Exercise aim ▸ Pull out every line of the records below that contains the word "tree". Case counts.

Dataset content ▸

----

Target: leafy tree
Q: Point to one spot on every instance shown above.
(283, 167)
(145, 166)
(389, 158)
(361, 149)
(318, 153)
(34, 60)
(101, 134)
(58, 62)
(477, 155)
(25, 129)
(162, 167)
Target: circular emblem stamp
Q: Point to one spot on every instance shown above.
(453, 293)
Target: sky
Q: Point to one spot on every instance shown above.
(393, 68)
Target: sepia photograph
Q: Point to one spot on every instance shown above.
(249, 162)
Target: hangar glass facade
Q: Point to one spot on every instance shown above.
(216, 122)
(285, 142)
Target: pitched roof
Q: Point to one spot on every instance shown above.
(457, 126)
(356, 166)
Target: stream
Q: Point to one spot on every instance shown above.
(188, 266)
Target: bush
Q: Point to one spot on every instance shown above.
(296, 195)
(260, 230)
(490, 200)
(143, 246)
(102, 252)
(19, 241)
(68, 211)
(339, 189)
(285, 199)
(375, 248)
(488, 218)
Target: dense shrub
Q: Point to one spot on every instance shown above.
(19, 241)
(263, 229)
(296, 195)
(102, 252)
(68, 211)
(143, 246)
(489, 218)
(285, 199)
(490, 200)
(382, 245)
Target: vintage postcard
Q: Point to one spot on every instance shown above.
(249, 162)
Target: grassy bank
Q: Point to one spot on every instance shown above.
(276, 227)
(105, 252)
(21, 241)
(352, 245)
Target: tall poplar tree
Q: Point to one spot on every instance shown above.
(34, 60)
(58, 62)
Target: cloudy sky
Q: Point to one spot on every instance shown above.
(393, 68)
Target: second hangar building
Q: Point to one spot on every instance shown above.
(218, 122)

----

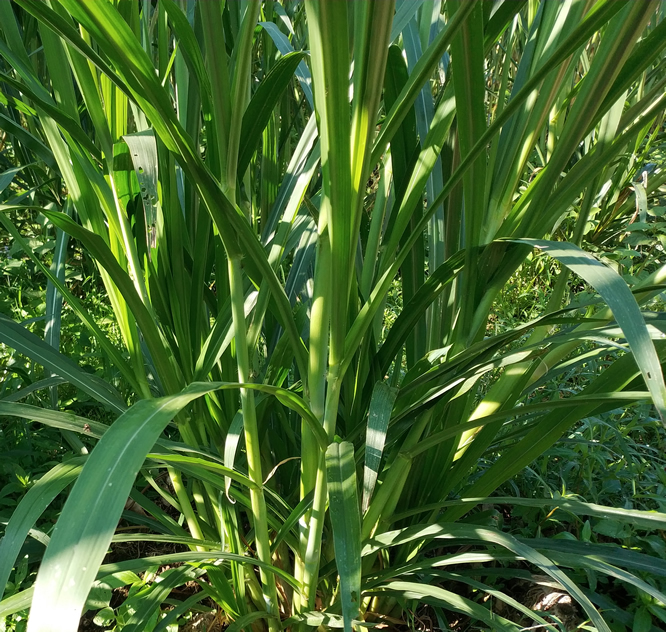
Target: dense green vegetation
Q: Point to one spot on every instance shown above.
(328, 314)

----

Solution to the problem ▸
Target: leafy tree
Target: tall poplar tree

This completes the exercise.